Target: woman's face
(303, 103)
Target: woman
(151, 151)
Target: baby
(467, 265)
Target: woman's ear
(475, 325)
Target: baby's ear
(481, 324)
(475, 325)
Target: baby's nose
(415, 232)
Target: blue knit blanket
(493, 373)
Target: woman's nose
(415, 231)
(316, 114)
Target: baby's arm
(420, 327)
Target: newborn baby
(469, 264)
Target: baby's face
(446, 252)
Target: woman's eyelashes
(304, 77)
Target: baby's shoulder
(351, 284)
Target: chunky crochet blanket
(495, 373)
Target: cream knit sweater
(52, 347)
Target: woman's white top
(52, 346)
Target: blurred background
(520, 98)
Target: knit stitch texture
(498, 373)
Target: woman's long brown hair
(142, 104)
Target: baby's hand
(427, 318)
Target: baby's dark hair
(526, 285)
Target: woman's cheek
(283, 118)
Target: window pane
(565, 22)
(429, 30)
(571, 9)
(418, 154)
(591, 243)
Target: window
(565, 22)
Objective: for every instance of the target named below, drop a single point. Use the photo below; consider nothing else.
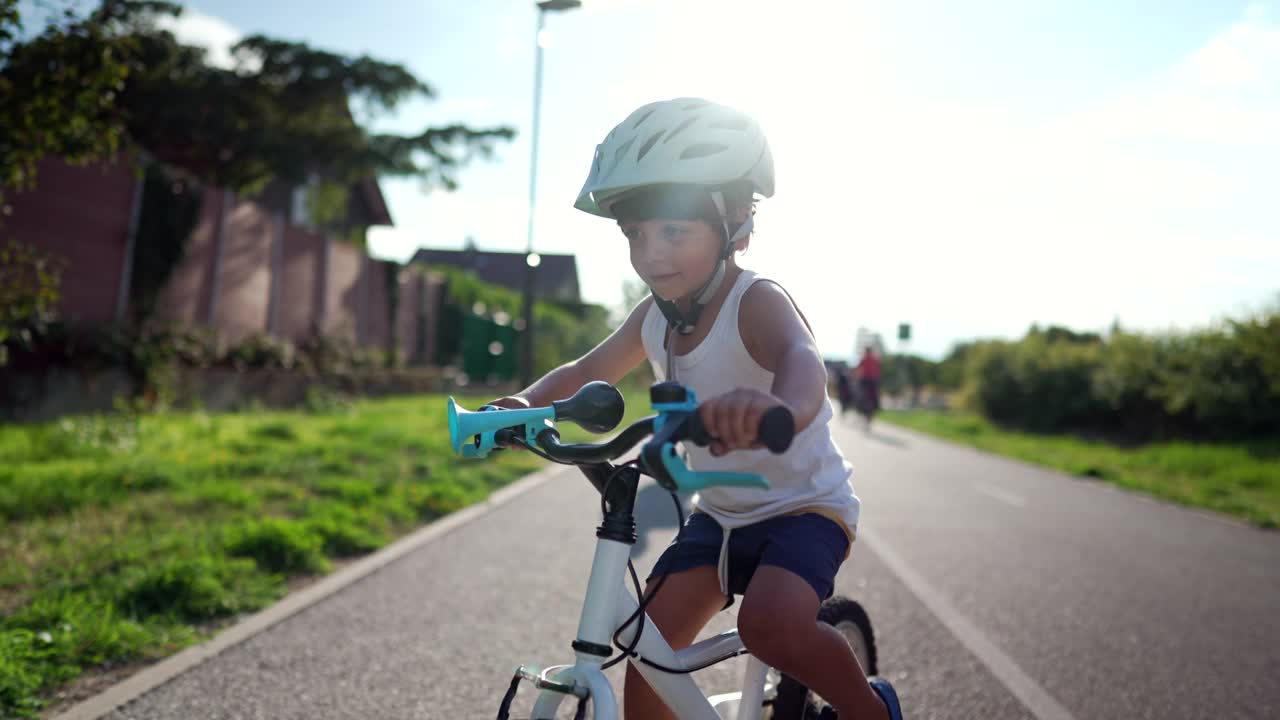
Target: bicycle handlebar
(677, 420)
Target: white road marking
(1004, 496)
(1037, 700)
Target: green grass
(131, 537)
(1240, 479)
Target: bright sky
(967, 167)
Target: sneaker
(887, 696)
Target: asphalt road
(997, 591)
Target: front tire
(798, 702)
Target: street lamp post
(531, 259)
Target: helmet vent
(680, 128)
(620, 153)
(702, 150)
(730, 123)
(648, 145)
(643, 118)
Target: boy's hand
(734, 418)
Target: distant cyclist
(867, 373)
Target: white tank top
(812, 474)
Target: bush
(261, 351)
(1217, 383)
(1037, 384)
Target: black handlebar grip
(777, 429)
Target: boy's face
(675, 258)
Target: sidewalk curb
(165, 670)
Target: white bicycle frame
(608, 604)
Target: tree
(87, 87)
(59, 91)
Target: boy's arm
(778, 338)
(609, 360)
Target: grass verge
(1240, 479)
(129, 537)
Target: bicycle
(611, 615)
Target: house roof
(376, 204)
(557, 274)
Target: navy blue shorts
(809, 545)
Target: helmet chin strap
(685, 323)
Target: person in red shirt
(868, 381)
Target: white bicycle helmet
(686, 141)
(681, 141)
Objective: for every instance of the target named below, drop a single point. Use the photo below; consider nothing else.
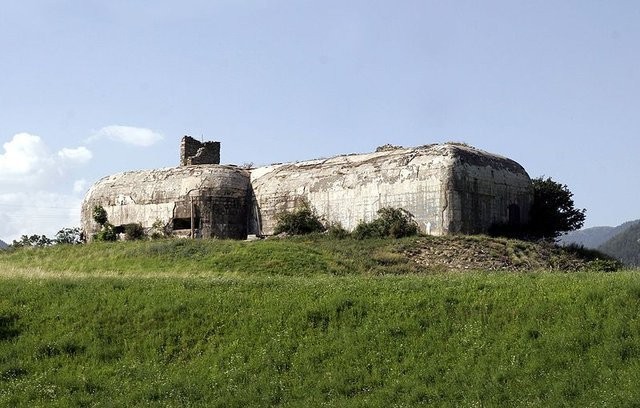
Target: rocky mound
(459, 253)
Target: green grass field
(307, 322)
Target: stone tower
(195, 152)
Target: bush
(299, 222)
(107, 233)
(391, 222)
(134, 232)
(100, 215)
(70, 236)
(337, 231)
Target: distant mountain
(625, 246)
(595, 236)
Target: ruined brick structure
(193, 152)
(449, 188)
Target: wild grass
(177, 324)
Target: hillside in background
(625, 246)
(595, 236)
(314, 321)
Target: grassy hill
(625, 246)
(312, 322)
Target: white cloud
(80, 155)
(79, 186)
(27, 160)
(127, 134)
(37, 212)
(24, 155)
(36, 195)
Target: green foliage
(134, 232)
(100, 215)
(448, 340)
(553, 211)
(299, 222)
(391, 222)
(106, 233)
(337, 231)
(159, 230)
(32, 241)
(70, 236)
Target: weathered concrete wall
(449, 188)
(193, 152)
(220, 196)
(487, 189)
(348, 189)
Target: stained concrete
(449, 188)
(220, 197)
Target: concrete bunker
(449, 188)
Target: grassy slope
(298, 322)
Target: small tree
(553, 211)
(72, 236)
(32, 241)
(391, 222)
(133, 232)
(299, 222)
(100, 215)
(107, 231)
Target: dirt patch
(459, 253)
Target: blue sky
(90, 88)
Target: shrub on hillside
(336, 230)
(106, 233)
(70, 236)
(299, 222)
(391, 222)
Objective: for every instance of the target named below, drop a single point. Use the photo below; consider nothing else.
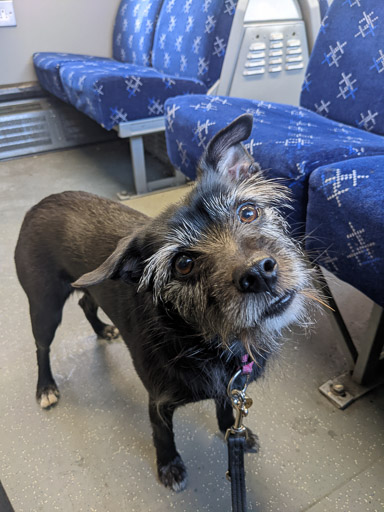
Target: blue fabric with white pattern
(112, 92)
(47, 68)
(134, 31)
(191, 38)
(345, 222)
(127, 88)
(288, 142)
(349, 58)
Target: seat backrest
(134, 31)
(191, 38)
(345, 75)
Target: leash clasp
(240, 402)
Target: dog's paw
(109, 332)
(252, 442)
(48, 396)
(174, 474)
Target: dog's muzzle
(260, 277)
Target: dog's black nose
(260, 277)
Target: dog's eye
(247, 213)
(183, 264)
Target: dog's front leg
(170, 467)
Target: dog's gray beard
(219, 315)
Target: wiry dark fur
(186, 333)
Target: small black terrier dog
(191, 292)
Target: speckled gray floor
(93, 452)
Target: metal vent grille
(36, 125)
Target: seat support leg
(138, 164)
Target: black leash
(236, 473)
(236, 437)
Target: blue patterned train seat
(161, 48)
(350, 243)
(327, 150)
(288, 142)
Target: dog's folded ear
(226, 155)
(124, 263)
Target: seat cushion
(345, 222)
(288, 142)
(134, 31)
(345, 75)
(47, 67)
(112, 92)
(191, 38)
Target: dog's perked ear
(226, 155)
(124, 263)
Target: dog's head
(221, 259)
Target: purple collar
(246, 365)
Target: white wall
(76, 26)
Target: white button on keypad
(257, 46)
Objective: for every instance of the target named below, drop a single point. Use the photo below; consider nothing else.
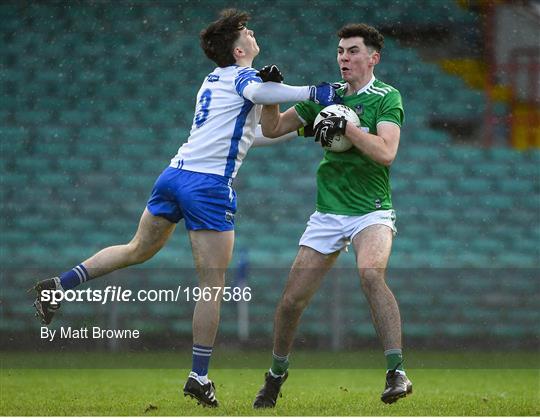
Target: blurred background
(97, 96)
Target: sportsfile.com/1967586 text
(118, 294)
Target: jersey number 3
(203, 105)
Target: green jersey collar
(343, 89)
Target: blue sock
(74, 277)
(201, 359)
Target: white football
(339, 143)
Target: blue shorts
(205, 201)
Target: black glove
(306, 131)
(327, 128)
(270, 73)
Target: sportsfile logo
(119, 294)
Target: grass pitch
(308, 391)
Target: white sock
(273, 374)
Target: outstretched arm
(275, 124)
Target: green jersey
(351, 183)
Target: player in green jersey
(354, 205)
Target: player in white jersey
(197, 186)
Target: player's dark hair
(372, 37)
(217, 40)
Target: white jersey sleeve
(224, 124)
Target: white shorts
(328, 233)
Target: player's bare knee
(372, 278)
(292, 304)
(139, 252)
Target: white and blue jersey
(197, 186)
(224, 124)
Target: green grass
(308, 391)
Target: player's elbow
(269, 132)
(386, 158)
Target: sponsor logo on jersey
(359, 109)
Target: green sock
(280, 364)
(394, 359)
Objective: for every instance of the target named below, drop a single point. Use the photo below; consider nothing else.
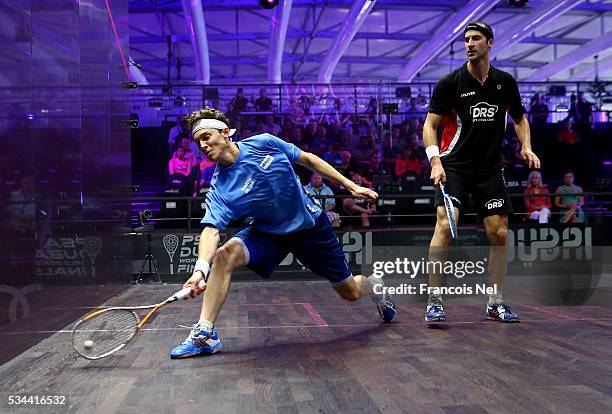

┄┄┄┄┄┄┄┄┄┄┄┄┄┄┄┄┄┄┄┄

▸ To do
Reproduce all of the records above line for line, without changing a word, and leave the pictures out of your answer.

▸ Exercise response
Target: woman's face
(303, 103)
Target: woman
(151, 151)
Target: baby
(467, 265)
Target: woman's ear
(475, 325)
Target: baby's ear
(481, 324)
(475, 325)
Target: baby's nose
(415, 232)
Target: blue knit blanket
(493, 373)
Target: woman's nose
(415, 231)
(316, 114)
Target: baby's arm
(420, 327)
Target: newborn baby
(469, 264)
Target: baby's face
(446, 252)
Target: woman's eyelashes
(304, 77)
Target: baby's shoulder
(351, 284)
Target: chunky crochet blanket
(495, 373)
Target: cream knit sweater
(52, 347)
Target: woman's white top
(52, 346)
Target: blurred background
(520, 98)
Target: knit stitch texture
(498, 373)
Target: woman's long brown hair
(142, 104)
Target: baby's hand
(427, 318)
Target: baby's dark hair
(526, 285)
Target: woman's cheek
(283, 118)
Target: window pane
(565, 22)
(429, 30)
(571, 9)
(418, 154)
(591, 243)
Target: window
(565, 22)
Objective: for every instance of the target named below, drop a single point. Use the photo below; consider nothing else.
Target: bicycle handlebar
(677, 420)
Target: white road marking
(1004, 496)
(1037, 700)
Target: green grass
(131, 537)
(1240, 479)
Target: bright sky
(967, 167)
Target: sneaker
(887, 696)
Target: asphalt road
(997, 591)
Target: front tire
(798, 702)
Target: street lamp post
(531, 259)
Target: helmet vent
(680, 128)
(620, 153)
(702, 150)
(730, 123)
(648, 145)
(643, 118)
Target: boy's hand
(734, 418)
Target: distant cyclist
(867, 373)
Target: white tank top
(812, 474)
Target: bush
(261, 351)
(1217, 383)
(1037, 384)
Target: black handlebar grip
(777, 429)
Target: boy's face
(675, 258)
Target: sidewalk curb
(165, 670)
Target: white bicycle frame
(608, 604)
Target: tree
(87, 87)
(59, 91)
Target: boy's arm
(778, 338)
(609, 360)
Target: grass verge
(1240, 479)
(129, 537)
Target: bicycle
(611, 615)
Target: house roof
(376, 204)
(557, 274)
Target: navy blue shorts
(809, 545)
Target: helmet chin strap
(685, 323)
Target: person in red shirt
(868, 381)
Target: white bicycle helmet
(686, 141)
(681, 141)
Objective: for every instance of the target named below, drop a single point. Use the photo below; consider nothing else.
Target: rocky mound
(459, 253)
Target: green grass field
(307, 322)
Target: stone tower
(195, 152)
Target: bush
(299, 222)
(107, 233)
(391, 222)
(134, 232)
(100, 215)
(70, 236)
(337, 231)
Target: distant mountain
(625, 246)
(595, 236)
Target: ruined brick structure
(193, 152)
(449, 188)
Target: wild grass
(177, 324)
Target: hillside in background
(625, 246)
(595, 236)
(314, 321)
Target: grassy hill
(625, 246)
(312, 322)
Target: white cloud
(80, 155)
(79, 186)
(27, 160)
(127, 134)
(37, 212)
(24, 155)
(36, 195)
Target: green foliage
(134, 232)
(100, 215)
(448, 340)
(553, 211)
(299, 222)
(391, 222)
(106, 233)
(337, 231)
(159, 230)
(32, 241)
(70, 236)
Target: weathered concrete wall
(449, 188)
(193, 152)
(220, 196)
(487, 189)
(348, 189)
Target: stained concrete
(449, 188)
(220, 197)
Target: concrete bunker
(449, 188)
Target: grassy slope
(298, 322)
Target: small tree
(553, 211)
(72, 236)
(32, 241)
(391, 222)
(133, 232)
(299, 222)
(100, 215)
(107, 231)
Target: dirt patch
(459, 253)
Target: blue sky
(90, 88)
Target: shrub on hillside
(336, 230)
(106, 233)
(70, 236)
(299, 222)
(391, 222)
Objective: for every instance of the target named below, drop a single point. Use the photo below; consider nothing else.
Target: blue fabric with white pattern
(112, 92)
(47, 68)
(134, 31)
(191, 38)
(345, 222)
(127, 88)
(288, 142)
(349, 58)
Target: seat backrest
(134, 31)
(191, 38)
(345, 75)
Target: leash clasp
(240, 402)
Target: dog's paw
(109, 332)
(252, 442)
(48, 396)
(174, 474)
Target: dog's muzzle
(260, 277)
Target: dog's black nose
(260, 277)
Target: dog's eye
(247, 213)
(183, 264)
Target: dog's front leg
(170, 467)
Target: dog's gray beard
(219, 315)
Target: wiry dark fur
(186, 333)
Target: small black terrier dog
(191, 292)
Target: speckled gray floor
(93, 452)
Target: metal vent grille
(36, 125)
Target: seat support leg
(138, 164)
Target: black leash
(236, 473)
(236, 437)
Target: blue patterned train seat
(161, 48)
(350, 243)
(327, 150)
(288, 142)
Target: dog's folded ear
(226, 155)
(124, 263)
Target: seat cushion
(345, 222)
(288, 142)
(134, 31)
(345, 75)
(47, 67)
(112, 92)
(191, 38)
Target: dog's perked ear
(226, 155)
(124, 263)
Target: dog's head
(221, 259)
Target: purple collar
(246, 365)
Target: white wall
(76, 26)
Target: white button on keypad
(257, 46)
Objective: for every instance of the target named below, drop a single point. Use the photo below; consider nothing else.
Target: blurred background
(97, 96)
Target: sportsfile.com/1967586 text
(118, 294)
Target: jersey number 3
(203, 105)
Target: green jersey collar
(343, 89)
Target: blue sock
(74, 277)
(201, 359)
Target: white football
(339, 143)
Target: blue shorts
(205, 201)
Target: black glove
(306, 131)
(327, 128)
(270, 73)
Target: sportsfile logo
(119, 294)
Target: grass pitch
(308, 391)
Target: white sock
(273, 374)
Target: outstretched arm
(275, 124)
Target: green jersey
(351, 183)
Target: player in green jersey
(354, 205)
Target: player in white jersey
(197, 186)
Target: player's dark hair
(372, 37)
(217, 40)
Target: white jersey sleeve
(224, 124)
Target: white shorts
(328, 233)
Target: player's bare knee
(372, 278)
(292, 304)
(139, 252)
Target: white and blue jersey
(197, 186)
(224, 124)
Target: green grass
(308, 391)
Target: player's elbow
(269, 132)
(386, 158)
Target: sponsor logo on jersey
(359, 109)
Target: green sock
(280, 364)
(394, 359)
Objective: for every instance of the target named below, drop a single point. Use the photo below; consider nothing else.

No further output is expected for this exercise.